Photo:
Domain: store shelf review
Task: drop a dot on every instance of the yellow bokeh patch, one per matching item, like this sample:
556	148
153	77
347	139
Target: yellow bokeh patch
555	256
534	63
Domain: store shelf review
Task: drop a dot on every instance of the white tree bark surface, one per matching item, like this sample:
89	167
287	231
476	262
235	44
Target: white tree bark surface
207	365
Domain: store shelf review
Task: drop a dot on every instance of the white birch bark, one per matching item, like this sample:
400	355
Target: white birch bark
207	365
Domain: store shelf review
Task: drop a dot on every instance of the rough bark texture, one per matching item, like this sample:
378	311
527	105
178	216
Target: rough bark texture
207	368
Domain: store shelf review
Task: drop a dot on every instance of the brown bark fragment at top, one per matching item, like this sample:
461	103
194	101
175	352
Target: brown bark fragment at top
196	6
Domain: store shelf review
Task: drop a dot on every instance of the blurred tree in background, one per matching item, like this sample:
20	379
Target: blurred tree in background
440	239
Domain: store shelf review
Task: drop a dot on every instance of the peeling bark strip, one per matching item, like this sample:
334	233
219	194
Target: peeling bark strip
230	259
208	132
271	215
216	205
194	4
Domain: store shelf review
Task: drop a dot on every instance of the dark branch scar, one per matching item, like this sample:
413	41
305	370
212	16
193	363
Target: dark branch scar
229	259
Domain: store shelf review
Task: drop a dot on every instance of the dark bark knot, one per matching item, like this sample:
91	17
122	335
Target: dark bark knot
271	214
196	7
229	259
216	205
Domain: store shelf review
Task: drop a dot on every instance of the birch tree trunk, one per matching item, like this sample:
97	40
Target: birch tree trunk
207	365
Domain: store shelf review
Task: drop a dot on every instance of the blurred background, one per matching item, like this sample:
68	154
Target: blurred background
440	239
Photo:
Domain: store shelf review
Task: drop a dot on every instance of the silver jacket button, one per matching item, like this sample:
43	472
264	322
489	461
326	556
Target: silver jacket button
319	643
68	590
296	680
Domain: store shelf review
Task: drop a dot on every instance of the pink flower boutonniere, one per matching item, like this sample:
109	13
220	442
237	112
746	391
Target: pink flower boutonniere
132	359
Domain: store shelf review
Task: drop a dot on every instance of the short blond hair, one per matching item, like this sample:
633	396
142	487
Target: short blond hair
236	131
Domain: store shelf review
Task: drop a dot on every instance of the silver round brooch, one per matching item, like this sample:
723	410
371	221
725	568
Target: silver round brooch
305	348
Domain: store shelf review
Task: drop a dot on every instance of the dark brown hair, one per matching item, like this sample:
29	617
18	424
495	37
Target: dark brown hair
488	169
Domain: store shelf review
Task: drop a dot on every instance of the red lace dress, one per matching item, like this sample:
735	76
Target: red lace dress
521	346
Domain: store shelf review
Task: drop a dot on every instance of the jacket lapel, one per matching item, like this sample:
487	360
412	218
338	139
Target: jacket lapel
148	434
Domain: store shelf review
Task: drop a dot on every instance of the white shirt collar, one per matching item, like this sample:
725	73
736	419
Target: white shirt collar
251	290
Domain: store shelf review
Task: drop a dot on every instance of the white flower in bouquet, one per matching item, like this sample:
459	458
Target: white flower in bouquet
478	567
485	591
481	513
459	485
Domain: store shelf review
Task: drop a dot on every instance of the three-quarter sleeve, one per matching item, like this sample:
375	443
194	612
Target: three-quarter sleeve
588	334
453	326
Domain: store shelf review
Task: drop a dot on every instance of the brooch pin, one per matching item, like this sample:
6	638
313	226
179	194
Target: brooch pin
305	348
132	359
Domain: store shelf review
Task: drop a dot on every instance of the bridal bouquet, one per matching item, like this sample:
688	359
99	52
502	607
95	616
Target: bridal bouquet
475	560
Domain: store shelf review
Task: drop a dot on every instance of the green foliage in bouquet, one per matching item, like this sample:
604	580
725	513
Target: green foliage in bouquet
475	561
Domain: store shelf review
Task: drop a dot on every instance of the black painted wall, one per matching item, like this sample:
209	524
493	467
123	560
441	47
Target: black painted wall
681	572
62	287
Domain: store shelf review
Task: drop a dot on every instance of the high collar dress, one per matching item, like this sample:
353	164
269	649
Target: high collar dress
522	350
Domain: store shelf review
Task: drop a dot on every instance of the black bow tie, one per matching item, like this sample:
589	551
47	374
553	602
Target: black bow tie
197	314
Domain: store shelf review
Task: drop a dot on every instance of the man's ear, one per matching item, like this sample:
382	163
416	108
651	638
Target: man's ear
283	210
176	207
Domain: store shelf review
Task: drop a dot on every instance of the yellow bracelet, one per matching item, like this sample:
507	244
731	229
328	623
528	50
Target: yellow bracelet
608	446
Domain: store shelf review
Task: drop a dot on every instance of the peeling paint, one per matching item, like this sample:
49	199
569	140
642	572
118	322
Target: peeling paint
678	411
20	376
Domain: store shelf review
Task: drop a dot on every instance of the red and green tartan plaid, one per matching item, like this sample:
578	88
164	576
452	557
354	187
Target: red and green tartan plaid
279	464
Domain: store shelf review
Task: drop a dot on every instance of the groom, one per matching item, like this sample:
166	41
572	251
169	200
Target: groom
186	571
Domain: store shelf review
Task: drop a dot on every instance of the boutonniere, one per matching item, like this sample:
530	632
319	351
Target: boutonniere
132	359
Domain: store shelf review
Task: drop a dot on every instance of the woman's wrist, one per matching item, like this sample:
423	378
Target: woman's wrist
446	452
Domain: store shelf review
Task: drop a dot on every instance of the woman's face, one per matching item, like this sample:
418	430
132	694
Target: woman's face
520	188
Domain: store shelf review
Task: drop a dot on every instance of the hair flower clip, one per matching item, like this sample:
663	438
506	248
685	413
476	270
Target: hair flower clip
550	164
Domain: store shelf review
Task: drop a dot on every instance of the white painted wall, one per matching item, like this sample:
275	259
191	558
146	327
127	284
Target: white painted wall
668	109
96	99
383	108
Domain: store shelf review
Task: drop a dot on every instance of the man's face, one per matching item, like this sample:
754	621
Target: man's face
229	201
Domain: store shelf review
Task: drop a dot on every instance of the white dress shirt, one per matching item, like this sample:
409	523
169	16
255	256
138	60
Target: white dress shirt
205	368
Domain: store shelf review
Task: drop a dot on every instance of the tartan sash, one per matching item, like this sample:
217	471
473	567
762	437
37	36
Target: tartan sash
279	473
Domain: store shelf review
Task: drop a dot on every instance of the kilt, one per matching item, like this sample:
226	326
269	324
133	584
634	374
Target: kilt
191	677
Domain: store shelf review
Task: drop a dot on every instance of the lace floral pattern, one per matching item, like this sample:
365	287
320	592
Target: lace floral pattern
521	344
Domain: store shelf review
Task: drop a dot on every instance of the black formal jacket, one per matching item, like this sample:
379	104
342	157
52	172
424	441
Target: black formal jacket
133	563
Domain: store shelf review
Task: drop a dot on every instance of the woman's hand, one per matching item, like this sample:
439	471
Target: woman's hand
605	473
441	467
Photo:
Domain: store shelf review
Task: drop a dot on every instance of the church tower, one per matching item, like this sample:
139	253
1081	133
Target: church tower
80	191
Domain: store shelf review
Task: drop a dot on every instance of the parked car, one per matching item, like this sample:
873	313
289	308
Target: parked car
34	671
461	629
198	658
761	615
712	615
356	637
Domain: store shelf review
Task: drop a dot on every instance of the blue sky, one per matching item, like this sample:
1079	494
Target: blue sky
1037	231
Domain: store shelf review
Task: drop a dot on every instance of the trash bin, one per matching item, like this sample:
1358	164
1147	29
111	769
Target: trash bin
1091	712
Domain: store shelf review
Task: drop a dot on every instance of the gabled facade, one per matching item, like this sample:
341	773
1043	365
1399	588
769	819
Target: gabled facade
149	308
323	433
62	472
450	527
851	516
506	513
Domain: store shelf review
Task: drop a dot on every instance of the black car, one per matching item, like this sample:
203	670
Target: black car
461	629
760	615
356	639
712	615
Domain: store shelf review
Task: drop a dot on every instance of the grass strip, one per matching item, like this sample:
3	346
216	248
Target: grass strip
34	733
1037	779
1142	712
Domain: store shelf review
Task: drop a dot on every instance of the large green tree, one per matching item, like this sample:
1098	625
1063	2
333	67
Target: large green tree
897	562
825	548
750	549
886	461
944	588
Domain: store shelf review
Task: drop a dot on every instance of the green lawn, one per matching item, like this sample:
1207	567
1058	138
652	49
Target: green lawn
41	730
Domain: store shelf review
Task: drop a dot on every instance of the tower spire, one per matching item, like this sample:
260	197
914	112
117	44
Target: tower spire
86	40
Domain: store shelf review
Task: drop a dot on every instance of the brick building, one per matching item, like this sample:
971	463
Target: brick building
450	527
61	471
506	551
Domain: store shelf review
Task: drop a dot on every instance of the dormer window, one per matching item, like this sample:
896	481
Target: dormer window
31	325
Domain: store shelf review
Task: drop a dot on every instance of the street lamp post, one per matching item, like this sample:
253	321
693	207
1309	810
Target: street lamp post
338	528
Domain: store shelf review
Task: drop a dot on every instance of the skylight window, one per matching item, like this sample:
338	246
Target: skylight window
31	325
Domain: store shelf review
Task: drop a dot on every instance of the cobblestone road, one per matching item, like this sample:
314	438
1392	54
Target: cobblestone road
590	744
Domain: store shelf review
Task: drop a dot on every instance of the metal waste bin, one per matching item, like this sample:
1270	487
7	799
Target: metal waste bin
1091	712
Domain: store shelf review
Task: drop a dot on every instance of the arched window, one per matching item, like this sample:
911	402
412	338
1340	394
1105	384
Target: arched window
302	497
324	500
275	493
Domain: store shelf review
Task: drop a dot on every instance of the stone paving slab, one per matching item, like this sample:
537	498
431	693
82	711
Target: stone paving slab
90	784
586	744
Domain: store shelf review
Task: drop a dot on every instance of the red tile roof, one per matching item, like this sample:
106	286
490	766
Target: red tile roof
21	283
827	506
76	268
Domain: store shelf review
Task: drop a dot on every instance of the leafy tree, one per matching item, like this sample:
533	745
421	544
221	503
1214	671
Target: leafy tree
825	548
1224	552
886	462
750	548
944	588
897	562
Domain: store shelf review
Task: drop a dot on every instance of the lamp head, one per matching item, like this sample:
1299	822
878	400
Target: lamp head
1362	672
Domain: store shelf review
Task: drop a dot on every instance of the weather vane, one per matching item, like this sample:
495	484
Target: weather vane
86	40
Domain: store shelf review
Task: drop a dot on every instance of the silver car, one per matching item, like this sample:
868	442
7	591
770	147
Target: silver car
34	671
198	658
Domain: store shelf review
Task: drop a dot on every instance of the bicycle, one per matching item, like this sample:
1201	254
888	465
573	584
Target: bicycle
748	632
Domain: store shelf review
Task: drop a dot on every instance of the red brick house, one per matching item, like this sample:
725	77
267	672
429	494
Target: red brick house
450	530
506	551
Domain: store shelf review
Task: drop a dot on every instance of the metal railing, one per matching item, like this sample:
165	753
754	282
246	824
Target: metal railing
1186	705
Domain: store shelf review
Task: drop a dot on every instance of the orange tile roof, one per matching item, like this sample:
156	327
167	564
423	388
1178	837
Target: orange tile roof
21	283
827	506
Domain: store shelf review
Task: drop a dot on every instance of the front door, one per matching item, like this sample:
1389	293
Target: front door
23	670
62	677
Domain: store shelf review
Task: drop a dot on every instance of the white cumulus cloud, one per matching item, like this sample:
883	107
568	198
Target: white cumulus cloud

• TASK GOAL: Copy out the lines of the records above in which the string "cloud" appears.

• ANSWER TO THIS TASK:
Task: drop a dot on every instance of the white cumulus cloud, one per matching item, like this sample:
Target: white cumulus cloud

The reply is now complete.